Shape labeling records:

##############################

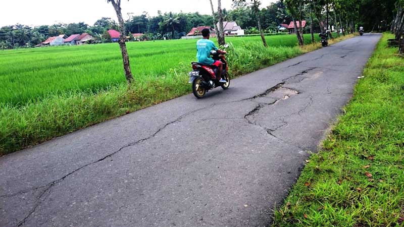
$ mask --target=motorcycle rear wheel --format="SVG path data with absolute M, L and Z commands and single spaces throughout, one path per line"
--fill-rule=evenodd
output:
M 224 79 L 226 81 L 227 81 L 227 82 L 221 84 L 220 86 L 222 87 L 222 88 L 223 88 L 224 90 L 226 90 L 230 86 L 230 77 L 229 76 L 229 73 L 227 72 L 226 72 L 226 74 L 224 75 Z
M 206 89 L 201 85 L 203 82 L 204 79 L 202 77 L 198 77 L 192 82 L 192 93 L 198 98 L 204 97 L 206 93 Z

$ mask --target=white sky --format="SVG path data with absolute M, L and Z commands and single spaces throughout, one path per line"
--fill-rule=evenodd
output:
M 276 0 L 262 0 L 265 7 Z M 0 6 L 0 26 L 19 23 L 36 26 L 50 25 L 56 23 L 77 23 L 83 21 L 89 25 L 103 17 L 116 19 L 116 15 L 111 4 L 106 0 L 33 0 L 2 1 Z M 215 11 L 217 1 L 213 0 Z M 215 4 L 216 3 L 216 4 Z M 230 9 L 232 0 L 222 0 L 222 8 Z M 143 11 L 150 16 L 172 11 L 179 13 L 199 12 L 201 14 L 211 13 L 209 0 L 122 0 L 121 8 L 124 19 L 127 14 L 140 15 Z

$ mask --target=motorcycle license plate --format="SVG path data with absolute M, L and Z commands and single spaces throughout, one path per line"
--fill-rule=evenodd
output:
M 192 83 L 195 78 L 199 76 L 199 71 L 192 71 L 189 73 L 189 81 L 188 81 L 188 83 Z

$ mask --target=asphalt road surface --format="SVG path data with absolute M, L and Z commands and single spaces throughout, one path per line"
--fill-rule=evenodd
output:
M 380 37 L 3 156 L 0 226 L 268 226 Z

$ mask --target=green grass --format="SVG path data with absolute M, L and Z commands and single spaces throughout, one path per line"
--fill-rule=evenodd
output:
M 383 35 L 273 226 L 404 226 L 404 59 L 387 47 L 391 37 Z
M 267 38 L 271 46 L 292 47 L 297 43 L 293 35 Z M 260 39 L 231 37 L 226 41 L 238 46 L 259 42 Z M 196 42 L 128 43 L 135 79 L 154 79 L 170 73 L 170 69 L 187 65 L 195 60 Z M 122 84 L 125 83 L 122 61 L 117 43 L 0 51 L 0 103 L 22 105 L 67 91 L 96 93 Z
M 189 93 L 196 41 L 128 43 L 129 88 L 117 43 L 0 51 L 0 155 Z M 233 77 L 303 52 L 294 35 L 226 41 Z

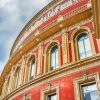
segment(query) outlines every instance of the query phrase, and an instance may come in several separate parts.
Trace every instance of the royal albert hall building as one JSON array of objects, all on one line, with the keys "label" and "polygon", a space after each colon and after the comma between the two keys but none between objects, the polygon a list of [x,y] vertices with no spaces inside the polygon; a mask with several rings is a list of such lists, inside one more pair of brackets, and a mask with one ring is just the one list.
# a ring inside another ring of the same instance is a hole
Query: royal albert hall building
[{"label": "royal albert hall building", "polygon": [[0,77],[0,100],[100,100],[100,0],[53,0],[22,29]]}]

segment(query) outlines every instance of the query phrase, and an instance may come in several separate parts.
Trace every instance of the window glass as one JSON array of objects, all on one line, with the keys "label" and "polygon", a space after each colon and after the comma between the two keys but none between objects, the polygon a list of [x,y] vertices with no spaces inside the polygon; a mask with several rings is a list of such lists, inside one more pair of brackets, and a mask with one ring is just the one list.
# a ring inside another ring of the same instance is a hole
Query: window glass
[{"label": "window glass", "polygon": [[56,94],[49,95],[48,100],[57,100]]},{"label": "window glass", "polygon": [[87,34],[78,37],[78,51],[80,59],[92,56],[90,40]]},{"label": "window glass", "polygon": [[16,87],[18,88],[19,86],[19,80],[20,80],[20,67],[17,70],[17,76],[16,76]]},{"label": "window glass", "polygon": [[30,80],[34,78],[34,68],[35,68],[35,58],[32,60],[31,69],[30,69]]},{"label": "window glass", "polygon": [[54,46],[51,50],[51,70],[58,67],[58,46]]},{"label": "window glass", "polygon": [[89,84],[82,87],[83,100],[99,100],[96,84]]}]

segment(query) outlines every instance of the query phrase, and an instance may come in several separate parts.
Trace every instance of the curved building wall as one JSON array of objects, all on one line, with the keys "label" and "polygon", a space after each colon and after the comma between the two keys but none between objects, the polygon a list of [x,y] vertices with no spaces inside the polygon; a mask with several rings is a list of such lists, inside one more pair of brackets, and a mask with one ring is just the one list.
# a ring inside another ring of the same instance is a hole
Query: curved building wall
[{"label": "curved building wall", "polygon": [[100,41],[95,36],[91,1],[54,1],[47,6],[49,11],[63,10],[47,17],[26,38],[21,33],[14,43],[0,79],[1,100],[100,99]]}]

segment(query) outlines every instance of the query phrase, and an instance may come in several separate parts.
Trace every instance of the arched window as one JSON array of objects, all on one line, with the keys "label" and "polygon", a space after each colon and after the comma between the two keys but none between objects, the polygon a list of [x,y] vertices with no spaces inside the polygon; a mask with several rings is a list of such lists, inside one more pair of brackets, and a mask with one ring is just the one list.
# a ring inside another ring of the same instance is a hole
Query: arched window
[{"label": "arched window", "polygon": [[58,68],[58,46],[54,46],[50,53],[51,70]]},{"label": "arched window", "polygon": [[35,57],[31,62],[31,68],[30,68],[30,80],[34,79],[34,75],[35,75]]},{"label": "arched window", "polygon": [[19,87],[19,80],[20,80],[20,67],[18,66],[17,71],[16,71],[16,88]]},{"label": "arched window", "polygon": [[86,33],[82,33],[78,36],[78,53],[79,59],[92,56],[92,50],[90,45],[89,37]]}]

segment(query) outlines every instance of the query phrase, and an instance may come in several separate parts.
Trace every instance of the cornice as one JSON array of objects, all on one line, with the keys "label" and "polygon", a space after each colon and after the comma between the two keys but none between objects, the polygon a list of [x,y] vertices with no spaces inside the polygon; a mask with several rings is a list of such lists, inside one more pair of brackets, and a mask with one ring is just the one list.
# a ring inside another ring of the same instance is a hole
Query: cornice
[{"label": "cornice", "polygon": [[3,100],[8,100],[11,97],[20,95],[22,93],[25,93],[26,91],[40,86],[42,84],[51,82],[55,79],[68,76],[74,73],[78,73],[82,70],[88,70],[90,68],[95,68],[100,66],[100,54],[91,56],[89,58],[76,61],[70,64],[65,64],[63,66],[60,66],[58,69],[45,73],[37,78],[35,78],[33,81],[30,81],[21,87],[17,88],[16,90],[12,91],[10,94],[8,94]]}]

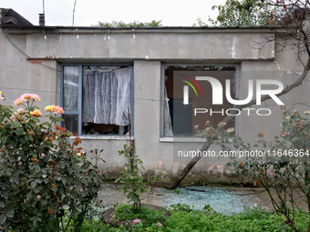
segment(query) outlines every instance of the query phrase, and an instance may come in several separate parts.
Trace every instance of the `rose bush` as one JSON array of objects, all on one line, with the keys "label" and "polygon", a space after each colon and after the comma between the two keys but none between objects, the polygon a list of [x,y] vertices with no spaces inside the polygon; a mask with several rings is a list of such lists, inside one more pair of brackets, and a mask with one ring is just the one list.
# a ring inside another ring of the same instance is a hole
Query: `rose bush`
[{"label": "rose bush", "polygon": [[58,126],[63,109],[48,106],[48,120],[25,94],[1,105],[0,227],[5,231],[66,231],[78,227],[100,187],[98,171],[80,156],[81,140]]}]

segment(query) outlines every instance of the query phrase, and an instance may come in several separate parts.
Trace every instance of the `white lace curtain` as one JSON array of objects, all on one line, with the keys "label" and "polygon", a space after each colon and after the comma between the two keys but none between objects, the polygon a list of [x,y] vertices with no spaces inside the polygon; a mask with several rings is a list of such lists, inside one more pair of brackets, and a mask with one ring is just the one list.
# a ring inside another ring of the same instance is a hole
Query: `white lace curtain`
[{"label": "white lace curtain", "polygon": [[78,67],[65,66],[64,73],[64,109],[78,110]]},{"label": "white lace curtain", "polygon": [[83,76],[83,123],[129,125],[131,67],[86,70]]}]

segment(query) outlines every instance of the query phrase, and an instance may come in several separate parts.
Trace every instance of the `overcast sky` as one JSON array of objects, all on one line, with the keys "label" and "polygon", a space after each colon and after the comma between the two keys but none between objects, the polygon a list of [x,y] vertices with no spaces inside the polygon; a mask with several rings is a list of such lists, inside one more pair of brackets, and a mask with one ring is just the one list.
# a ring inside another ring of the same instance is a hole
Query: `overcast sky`
[{"label": "overcast sky", "polygon": [[[198,17],[208,21],[215,17],[213,5],[226,0],[77,0],[75,25],[89,26],[98,21],[161,20],[165,26],[191,26]],[[75,0],[0,0],[0,7],[12,8],[33,25],[38,25],[38,14],[45,3],[46,25],[72,25]]]}]

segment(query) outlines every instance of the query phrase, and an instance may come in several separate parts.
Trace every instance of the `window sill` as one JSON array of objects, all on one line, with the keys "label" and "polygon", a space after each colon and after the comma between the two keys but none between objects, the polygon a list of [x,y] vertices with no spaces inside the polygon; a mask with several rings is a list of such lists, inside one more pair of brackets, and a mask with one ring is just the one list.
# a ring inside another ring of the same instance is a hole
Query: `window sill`
[{"label": "window sill", "polygon": [[206,139],[202,137],[160,137],[162,143],[205,143]]},{"label": "window sill", "polygon": [[[207,140],[202,137],[160,137],[160,142],[162,143],[205,143]],[[232,143],[233,139],[229,138],[229,143]]]},{"label": "window sill", "polygon": [[[83,140],[129,140],[129,136],[80,136],[79,138]],[[135,140],[133,136],[131,140]]]}]

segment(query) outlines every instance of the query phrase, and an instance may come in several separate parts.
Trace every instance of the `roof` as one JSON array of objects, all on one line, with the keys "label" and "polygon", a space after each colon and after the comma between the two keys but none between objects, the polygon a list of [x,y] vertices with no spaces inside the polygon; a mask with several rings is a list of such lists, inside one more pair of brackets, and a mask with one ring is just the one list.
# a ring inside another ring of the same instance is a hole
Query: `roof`
[{"label": "roof", "polygon": [[33,25],[28,20],[13,9],[0,8],[1,25]]}]

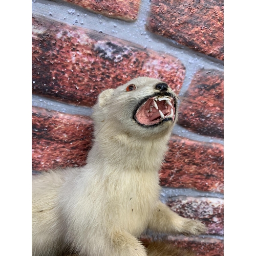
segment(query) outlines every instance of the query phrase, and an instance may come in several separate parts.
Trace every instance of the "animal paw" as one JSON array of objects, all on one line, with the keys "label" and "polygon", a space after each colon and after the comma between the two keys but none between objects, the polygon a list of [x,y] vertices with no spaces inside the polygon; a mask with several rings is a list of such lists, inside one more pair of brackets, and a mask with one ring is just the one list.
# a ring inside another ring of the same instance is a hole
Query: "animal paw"
[{"label": "animal paw", "polygon": [[182,234],[187,236],[198,236],[205,233],[208,228],[202,222],[194,220],[187,220],[183,227]]}]

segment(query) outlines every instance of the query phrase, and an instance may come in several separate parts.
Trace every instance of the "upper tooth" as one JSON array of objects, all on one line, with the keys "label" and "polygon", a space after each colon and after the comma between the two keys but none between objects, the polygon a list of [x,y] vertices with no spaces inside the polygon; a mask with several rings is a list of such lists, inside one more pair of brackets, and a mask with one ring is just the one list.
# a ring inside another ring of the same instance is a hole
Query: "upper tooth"
[{"label": "upper tooth", "polygon": [[172,118],[173,116],[174,116],[174,111],[173,111],[173,109],[170,109],[170,117]]},{"label": "upper tooth", "polygon": [[158,110],[158,106],[157,105],[157,104],[156,103],[156,101],[155,101],[155,100],[153,100],[153,104],[154,104],[154,106],[155,106],[156,109]]},{"label": "upper tooth", "polygon": [[160,101],[161,100],[169,100],[169,98],[167,97],[161,97],[161,98],[158,98],[157,99]]},{"label": "upper tooth", "polygon": [[163,114],[163,112],[162,112],[160,110],[158,110],[158,111],[159,112],[159,113],[160,114],[161,119],[164,119],[164,115]]},{"label": "upper tooth", "polygon": [[173,104],[170,103],[170,101],[169,101],[169,99],[165,100],[165,103],[169,105],[172,108],[174,107],[174,106],[173,106]]}]

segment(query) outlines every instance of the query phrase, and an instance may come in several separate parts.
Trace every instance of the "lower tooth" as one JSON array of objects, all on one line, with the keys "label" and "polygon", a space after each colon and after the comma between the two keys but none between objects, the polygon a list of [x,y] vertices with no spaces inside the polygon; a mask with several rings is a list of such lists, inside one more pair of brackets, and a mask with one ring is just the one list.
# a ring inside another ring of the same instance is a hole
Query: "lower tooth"
[{"label": "lower tooth", "polygon": [[157,104],[156,103],[156,101],[155,100],[153,100],[153,104],[154,104],[154,106],[156,108],[157,110],[158,110],[158,106],[157,105]]},{"label": "lower tooth", "polygon": [[161,120],[164,119],[164,115],[163,114],[163,112],[162,112],[162,111],[161,111],[160,110],[159,110],[158,111],[159,112],[159,113],[161,116]]}]

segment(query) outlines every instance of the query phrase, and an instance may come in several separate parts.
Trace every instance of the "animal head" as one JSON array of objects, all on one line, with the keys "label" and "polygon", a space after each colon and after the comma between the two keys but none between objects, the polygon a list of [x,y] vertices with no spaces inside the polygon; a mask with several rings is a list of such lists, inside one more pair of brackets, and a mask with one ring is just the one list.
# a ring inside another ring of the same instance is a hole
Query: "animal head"
[{"label": "animal head", "polygon": [[165,82],[140,77],[103,91],[93,118],[102,130],[150,137],[170,131],[177,120],[177,97]]}]

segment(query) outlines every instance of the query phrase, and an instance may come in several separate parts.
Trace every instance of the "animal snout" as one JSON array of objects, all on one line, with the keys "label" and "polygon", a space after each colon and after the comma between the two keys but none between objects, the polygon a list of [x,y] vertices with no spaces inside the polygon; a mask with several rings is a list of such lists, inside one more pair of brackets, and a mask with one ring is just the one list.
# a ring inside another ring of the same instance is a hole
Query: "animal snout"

##############################

TASK TO COMPLETE - Scale everything from the start of the items down to the line containing "M 189 93 L 196", including both ends, and write those lines out again with their requests. Multiply every coordinate in the answers by 1.5 and round to whole numbers with halves going up, and leave the pictures out.

CORRECT RESPONSE -
$ mask --target=motorcycle rear wheel --format="SVG path data with absolute M, L and Z commands and single spaces throughout, one path per line"
--fill-rule=evenodd
output:
M 336 119 L 339 122 L 341 122 L 341 123 L 332 126 L 330 129 L 333 131 L 333 132 L 335 132 L 336 135 L 339 135 L 345 129 L 345 116 L 344 114 L 344 110 L 341 108 L 339 108 L 339 111 L 336 113 Z
M 309 134 L 302 128 L 305 123 L 306 119 L 303 116 L 297 116 L 288 123 L 288 140 L 297 147 L 306 146 L 309 140 Z

$ mask --target=white sky --format="SVG path data with absolute M, L and Z commands and single spaces throughout, one path per line"
--fill-rule=evenodd
output:
M 414 0 L 393 0 L 398 11 Z M 0 9 L 0 39 L 29 35 L 54 39 L 75 38 L 84 35 L 116 35 L 125 32 L 134 38 L 155 26 L 174 29 L 174 23 L 167 6 L 159 0 L 50 0 L 3 2 Z M 323 17 L 326 2 L 320 0 Z M 323 6 L 324 5 L 324 6 Z M 345 14 L 348 0 L 333 0 L 333 12 Z M 215 17 L 225 24 L 258 17 L 269 20 L 299 18 L 302 21 L 317 20 L 314 0 L 183 0 L 182 12 L 186 29 L 191 21 L 210 23 Z

$ mask --target=motorcycle license plate --format="SVG path data with absolute M, L and Z commands and single spaces throughout, one path per line"
--fill-rule=evenodd
output:
M 288 125 L 293 117 L 299 114 L 299 107 L 288 107 L 284 110 L 284 122 L 282 122 L 282 125 Z

$ mask --target=asphalt road surface --format="SVG path data with absolute M, L and Z commands and single spaces throughout, one path per line"
--fill-rule=evenodd
output:
M 570 56 L 5 234 L 0 339 L 402 339 Z

$ mask --target=green grass --format="SVG path data with absolute M, L and Z commands and single spaces throughout, one path per line"
--fill-rule=evenodd
output:
M 575 53 L 410 339 L 606 339 L 606 89 L 581 71 L 587 56 Z
M 401 57 L 407 69 L 438 71 L 446 65 L 440 53 Z M 390 59 L 347 56 L 339 62 L 357 69 L 389 63 Z M 294 63 L 192 65 L 203 119 L 231 119 L 255 110 L 255 104 L 281 98 L 293 90 Z M 183 126 L 188 125 L 183 92 L 176 65 L 0 77 L 0 155 L 33 158 L 101 137 L 144 140 Z
M 284 140 L 294 62 L 192 65 L 194 132 L 176 65 L 0 77 L 0 233 Z M 350 116 L 455 78 L 441 53 L 339 62 Z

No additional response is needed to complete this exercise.